● **Required actions**:
(1) Condense the paragraph of the article on Iran's nuclear plan that begins "But the plan requires" into a short bulleted list that keeps its main facts.
(2) Please write the next few paragraphs of the article on Iran's nuclear plan, picking up after its last sentence.

*** Opening Source text ***

WASHINGTON — With harsh economic sanctions contributing to the first major protests in Iran in three years, Iranian officials have begun to describe what they call a “nine-step plan” to defuse the nuclear crisis with the West by gradually suspending the production of the uranium that would be easiest for them to convert into a nuclear weapon.
But the plan requires so many concessions by the West, starting with the dismantling of all the sanctions that are blocking oil sales and setting off the collapse of the Iranian currency, that American officials have dismissed it as unworkable. Nonetheless, Iranian officials used their visit to the United Nations last week to attempt to drum up support, indicating that the country’s supreme leader, Ayatollah Ali Khamenei, is finally feeling the pressure.
“Within the intelligence community, I think it’s fair to say that there is split opinion about whether the upper level of the regime is getting seriously worried,” one senior intelligence official said when asked why the Iranians appeared to be backing away from their earlier stand that nothing would stop them from producing more medium-enriched uranium, which can be turned into bomb fuel in a matter of months.
“He’s erratic, and we’ve seen him walk up to the edge of deals before and walk away,” the official said, referring to Ayatollah Khamenei.

*** Closing Source text ***
*** Opening Data extract ***

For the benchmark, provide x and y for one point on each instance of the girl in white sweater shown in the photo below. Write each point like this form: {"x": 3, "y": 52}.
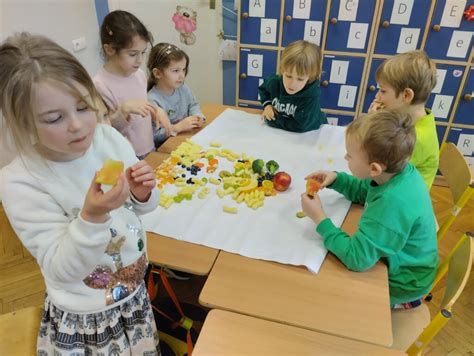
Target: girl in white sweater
{"x": 87, "y": 239}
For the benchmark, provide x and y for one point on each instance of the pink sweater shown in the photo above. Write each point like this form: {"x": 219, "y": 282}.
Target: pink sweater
{"x": 115, "y": 90}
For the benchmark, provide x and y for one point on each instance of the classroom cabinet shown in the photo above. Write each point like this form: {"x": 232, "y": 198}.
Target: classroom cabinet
{"x": 303, "y": 19}
{"x": 340, "y": 81}
{"x": 465, "y": 110}
{"x": 356, "y": 36}
{"x": 255, "y": 65}
{"x": 450, "y": 35}
{"x": 442, "y": 97}
{"x": 349, "y": 25}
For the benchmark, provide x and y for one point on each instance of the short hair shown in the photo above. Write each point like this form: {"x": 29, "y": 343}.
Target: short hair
{"x": 120, "y": 27}
{"x": 26, "y": 61}
{"x": 303, "y": 56}
{"x": 413, "y": 70}
{"x": 161, "y": 55}
{"x": 387, "y": 136}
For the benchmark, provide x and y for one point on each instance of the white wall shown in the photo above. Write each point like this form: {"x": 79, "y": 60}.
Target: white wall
{"x": 60, "y": 20}
{"x": 205, "y": 71}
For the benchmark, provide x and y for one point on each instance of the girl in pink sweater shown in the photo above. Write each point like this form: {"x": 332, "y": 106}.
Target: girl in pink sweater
{"x": 121, "y": 82}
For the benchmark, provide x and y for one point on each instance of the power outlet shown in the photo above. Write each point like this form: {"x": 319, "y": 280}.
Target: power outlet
{"x": 79, "y": 44}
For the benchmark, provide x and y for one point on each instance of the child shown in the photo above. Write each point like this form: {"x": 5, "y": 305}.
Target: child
{"x": 291, "y": 100}
{"x": 397, "y": 224}
{"x": 406, "y": 81}
{"x": 121, "y": 82}
{"x": 88, "y": 241}
{"x": 168, "y": 67}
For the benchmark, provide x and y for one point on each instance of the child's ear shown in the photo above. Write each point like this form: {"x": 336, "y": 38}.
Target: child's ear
{"x": 109, "y": 50}
{"x": 376, "y": 169}
{"x": 408, "y": 95}
{"x": 156, "y": 73}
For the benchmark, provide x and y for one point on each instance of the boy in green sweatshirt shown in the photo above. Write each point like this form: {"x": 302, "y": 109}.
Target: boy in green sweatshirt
{"x": 291, "y": 100}
{"x": 406, "y": 81}
{"x": 397, "y": 224}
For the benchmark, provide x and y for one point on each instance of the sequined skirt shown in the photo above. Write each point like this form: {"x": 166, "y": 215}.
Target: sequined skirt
{"x": 128, "y": 329}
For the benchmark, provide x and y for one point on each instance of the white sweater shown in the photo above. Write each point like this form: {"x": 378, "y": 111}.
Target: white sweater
{"x": 43, "y": 200}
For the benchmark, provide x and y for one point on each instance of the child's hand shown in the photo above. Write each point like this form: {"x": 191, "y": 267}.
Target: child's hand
{"x": 312, "y": 208}
{"x": 374, "y": 106}
{"x": 98, "y": 204}
{"x": 187, "y": 124}
{"x": 140, "y": 107}
{"x": 163, "y": 120}
{"x": 141, "y": 180}
{"x": 324, "y": 177}
{"x": 268, "y": 113}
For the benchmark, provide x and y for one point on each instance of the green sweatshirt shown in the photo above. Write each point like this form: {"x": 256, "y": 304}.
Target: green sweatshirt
{"x": 425, "y": 155}
{"x": 298, "y": 112}
{"x": 397, "y": 226}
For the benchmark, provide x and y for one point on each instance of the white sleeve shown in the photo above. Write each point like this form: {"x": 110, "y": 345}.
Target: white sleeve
{"x": 66, "y": 248}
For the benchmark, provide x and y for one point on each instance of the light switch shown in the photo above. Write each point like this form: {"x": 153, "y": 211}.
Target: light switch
{"x": 79, "y": 44}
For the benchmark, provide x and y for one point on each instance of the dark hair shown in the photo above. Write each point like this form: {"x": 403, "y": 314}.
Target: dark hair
{"x": 161, "y": 56}
{"x": 387, "y": 136}
{"x": 120, "y": 27}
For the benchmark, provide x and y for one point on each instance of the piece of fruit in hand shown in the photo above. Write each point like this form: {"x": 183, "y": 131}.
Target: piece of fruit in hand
{"x": 109, "y": 172}
{"x": 312, "y": 187}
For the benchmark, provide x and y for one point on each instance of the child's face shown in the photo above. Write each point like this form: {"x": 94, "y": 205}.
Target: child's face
{"x": 389, "y": 98}
{"x": 173, "y": 76}
{"x": 128, "y": 60}
{"x": 357, "y": 158}
{"x": 293, "y": 82}
{"x": 64, "y": 122}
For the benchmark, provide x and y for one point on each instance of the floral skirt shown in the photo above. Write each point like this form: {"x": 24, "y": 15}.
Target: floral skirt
{"x": 128, "y": 329}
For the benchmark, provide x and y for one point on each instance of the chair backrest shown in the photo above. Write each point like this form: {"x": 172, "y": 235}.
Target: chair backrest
{"x": 459, "y": 269}
{"x": 458, "y": 175}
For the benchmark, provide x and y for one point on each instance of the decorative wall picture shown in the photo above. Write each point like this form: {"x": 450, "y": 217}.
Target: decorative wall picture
{"x": 185, "y": 22}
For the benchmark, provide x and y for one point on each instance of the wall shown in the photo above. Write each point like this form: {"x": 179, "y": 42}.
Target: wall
{"x": 61, "y": 20}
{"x": 205, "y": 71}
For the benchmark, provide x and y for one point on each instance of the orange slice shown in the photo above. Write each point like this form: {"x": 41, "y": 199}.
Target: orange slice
{"x": 110, "y": 172}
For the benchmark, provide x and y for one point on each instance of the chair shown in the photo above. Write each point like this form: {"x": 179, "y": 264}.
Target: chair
{"x": 412, "y": 328}
{"x": 458, "y": 175}
{"x": 19, "y": 331}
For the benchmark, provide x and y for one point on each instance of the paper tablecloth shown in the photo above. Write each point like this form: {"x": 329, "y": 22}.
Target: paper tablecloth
{"x": 272, "y": 232}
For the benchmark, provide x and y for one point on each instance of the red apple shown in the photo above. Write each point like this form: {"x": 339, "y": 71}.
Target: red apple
{"x": 281, "y": 181}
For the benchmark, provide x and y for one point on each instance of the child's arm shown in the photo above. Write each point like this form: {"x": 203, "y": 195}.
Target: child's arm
{"x": 373, "y": 239}
{"x": 162, "y": 120}
{"x": 308, "y": 116}
{"x": 193, "y": 106}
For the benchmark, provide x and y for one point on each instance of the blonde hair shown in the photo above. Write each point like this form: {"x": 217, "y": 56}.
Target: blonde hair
{"x": 303, "y": 56}
{"x": 410, "y": 70}
{"x": 30, "y": 59}
{"x": 386, "y": 136}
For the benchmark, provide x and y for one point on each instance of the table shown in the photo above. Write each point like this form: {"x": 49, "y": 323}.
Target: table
{"x": 226, "y": 333}
{"x": 335, "y": 301}
{"x": 176, "y": 254}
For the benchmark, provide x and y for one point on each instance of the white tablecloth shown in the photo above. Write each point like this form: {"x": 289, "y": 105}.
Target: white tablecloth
{"x": 272, "y": 232}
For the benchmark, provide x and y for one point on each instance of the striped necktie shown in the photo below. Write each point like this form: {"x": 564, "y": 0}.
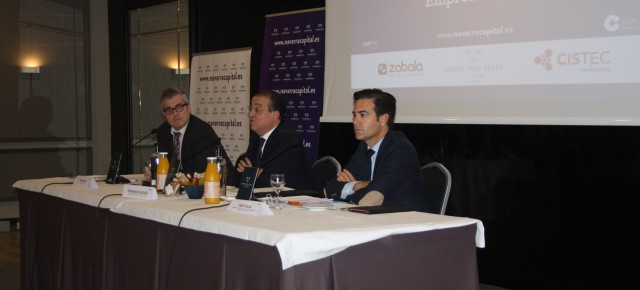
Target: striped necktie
{"x": 258, "y": 159}
{"x": 370, "y": 153}
{"x": 176, "y": 146}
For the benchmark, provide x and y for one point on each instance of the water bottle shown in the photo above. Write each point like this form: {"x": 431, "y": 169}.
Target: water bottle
{"x": 221, "y": 165}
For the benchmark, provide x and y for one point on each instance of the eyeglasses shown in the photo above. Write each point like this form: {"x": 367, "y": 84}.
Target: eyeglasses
{"x": 176, "y": 108}
{"x": 257, "y": 110}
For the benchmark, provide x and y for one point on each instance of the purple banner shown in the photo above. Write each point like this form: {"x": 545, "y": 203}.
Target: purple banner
{"x": 293, "y": 65}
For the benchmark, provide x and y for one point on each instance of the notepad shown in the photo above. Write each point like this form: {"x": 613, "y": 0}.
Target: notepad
{"x": 247, "y": 181}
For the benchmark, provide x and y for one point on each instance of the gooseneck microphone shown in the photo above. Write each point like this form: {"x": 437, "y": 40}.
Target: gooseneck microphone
{"x": 293, "y": 143}
{"x": 153, "y": 131}
{"x": 113, "y": 175}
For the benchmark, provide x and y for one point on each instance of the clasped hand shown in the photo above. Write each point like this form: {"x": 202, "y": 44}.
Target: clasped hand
{"x": 346, "y": 176}
{"x": 244, "y": 163}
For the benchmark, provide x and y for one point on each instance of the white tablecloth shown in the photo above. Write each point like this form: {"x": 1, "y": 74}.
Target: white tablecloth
{"x": 299, "y": 234}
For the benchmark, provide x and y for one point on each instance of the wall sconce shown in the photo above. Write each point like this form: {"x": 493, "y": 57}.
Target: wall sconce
{"x": 30, "y": 69}
{"x": 181, "y": 71}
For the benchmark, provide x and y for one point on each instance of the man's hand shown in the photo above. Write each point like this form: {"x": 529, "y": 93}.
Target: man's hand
{"x": 346, "y": 176}
{"x": 244, "y": 163}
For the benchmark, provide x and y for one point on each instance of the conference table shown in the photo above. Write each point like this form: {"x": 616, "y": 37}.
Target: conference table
{"x": 77, "y": 237}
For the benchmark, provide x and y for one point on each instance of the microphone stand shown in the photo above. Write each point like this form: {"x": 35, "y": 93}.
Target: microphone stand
{"x": 130, "y": 148}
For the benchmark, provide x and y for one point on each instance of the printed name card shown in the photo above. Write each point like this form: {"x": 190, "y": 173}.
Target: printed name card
{"x": 139, "y": 192}
{"x": 85, "y": 182}
{"x": 250, "y": 207}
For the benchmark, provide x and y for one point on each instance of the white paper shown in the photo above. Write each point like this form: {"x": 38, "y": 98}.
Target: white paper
{"x": 249, "y": 207}
{"x": 139, "y": 192}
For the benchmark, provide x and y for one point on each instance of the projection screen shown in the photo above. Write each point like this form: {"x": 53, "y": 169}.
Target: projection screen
{"x": 570, "y": 62}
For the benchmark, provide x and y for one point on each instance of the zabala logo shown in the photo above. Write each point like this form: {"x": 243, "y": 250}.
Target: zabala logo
{"x": 397, "y": 68}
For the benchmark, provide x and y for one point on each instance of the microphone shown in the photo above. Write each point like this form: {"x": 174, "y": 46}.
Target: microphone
{"x": 153, "y": 131}
{"x": 293, "y": 143}
{"x": 116, "y": 178}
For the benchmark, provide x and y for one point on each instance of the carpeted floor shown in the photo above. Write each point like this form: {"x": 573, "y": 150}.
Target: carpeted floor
{"x": 10, "y": 258}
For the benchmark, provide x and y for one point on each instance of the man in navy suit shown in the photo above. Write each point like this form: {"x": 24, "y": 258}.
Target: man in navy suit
{"x": 281, "y": 151}
{"x": 391, "y": 168}
{"x": 197, "y": 139}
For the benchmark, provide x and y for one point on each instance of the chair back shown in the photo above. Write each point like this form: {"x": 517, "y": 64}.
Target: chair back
{"x": 437, "y": 185}
{"x": 324, "y": 169}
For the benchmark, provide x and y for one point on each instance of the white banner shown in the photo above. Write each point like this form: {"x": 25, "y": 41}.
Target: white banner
{"x": 220, "y": 95}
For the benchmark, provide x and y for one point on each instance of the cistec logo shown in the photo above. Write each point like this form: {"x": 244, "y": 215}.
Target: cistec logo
{"x": 612, "y": 23}
{"x": 587, "y": 60}
{"x": 399, "y": 68}
{"x": 544, "y": 59}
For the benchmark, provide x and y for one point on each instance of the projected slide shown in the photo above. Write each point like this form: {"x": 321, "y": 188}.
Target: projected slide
{"x": 488, "y": 61}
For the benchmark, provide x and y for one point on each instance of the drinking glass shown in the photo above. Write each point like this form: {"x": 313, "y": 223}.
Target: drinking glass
{"x": 277, "y": 183}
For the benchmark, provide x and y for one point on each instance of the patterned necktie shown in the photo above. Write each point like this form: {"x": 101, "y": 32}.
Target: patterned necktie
{"x": 369, "y": 153}
{"x": 258, "y": 159}
{"x": 176, "y": 146}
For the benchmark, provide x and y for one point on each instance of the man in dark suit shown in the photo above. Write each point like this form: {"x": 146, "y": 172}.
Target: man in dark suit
{"x": 281, "y": 151}
{"x": 188, "y": 139}
{"x": 391, "y": 168}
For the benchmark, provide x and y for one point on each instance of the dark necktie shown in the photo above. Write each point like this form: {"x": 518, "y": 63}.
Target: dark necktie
{"x": 176, "y": 146}
{"x": 258, "y": 160}
{"x": 369, "y": 153}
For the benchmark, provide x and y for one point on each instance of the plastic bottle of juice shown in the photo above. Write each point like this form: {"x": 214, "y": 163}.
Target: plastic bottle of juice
{"x": 211, "y": 182}
{"x": 161, "y": 172}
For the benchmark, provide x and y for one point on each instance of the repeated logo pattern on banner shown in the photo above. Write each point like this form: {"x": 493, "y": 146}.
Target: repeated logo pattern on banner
{"x": 293, "y": 65}
{"x": 220, "y": 95}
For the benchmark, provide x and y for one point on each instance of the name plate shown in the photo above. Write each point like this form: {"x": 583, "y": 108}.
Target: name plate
{"x": 139, "y": 192}
{"x": 249, "y": 207}
{"x": 85, "y": 182}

*** Closing Data extract ***

● **Response list**:
(1)
- The plan demands many concessions from the West, starting with lifting all sanctions that block oil sales and are causing the Iranian currency to collapse.
- American officials have therefore dismissed it as unworkable.
- Iranian officials still used their United Nations visit last week to seek support for it.
- This suggests Iran's supreme leader, Ayatollah Ali Khamenei, is finally feeling the pressure.

(2)
The Iranian plan is based on a proposal made to European officials in July. It essentially calls for a step-by-step dismantling of the sanctions while the Iranians end work at one of two sites where they are enriching what is known as “20 percent uranium.” Only when the Iranians reach step No. 9 — after all the sanctions are gone and badly depressed oil revenues have begun to flow again — would there be a “suspension” of the medium-enriched uranium production at the deep underground site called Fordow.
Obama administration officials say the deal is intended to generate headlines, but would not guarantee that Iran cannot produce a weapon. “The way they have structured it, you can move the fuel around, and it stays inside the country,” a senior Obama administration official said. “They could restart the program in a nanosecond. They don’t have to answer any questions from the inspectors” about evidence that they conducted research on nuclear weapons technology, but nonetheless would insist on a statement from the agency that all issues have been resolved.
“Yet we’re supposed to lift sanctions that would take years to reimpose, if we could get countries to agree,” the administration official said.
The United States has not put a formal offer on the table. But the outline of a way to a solution they described to Iranian officials before the summer is almost the mirror image of the Iranian nine-step proposal.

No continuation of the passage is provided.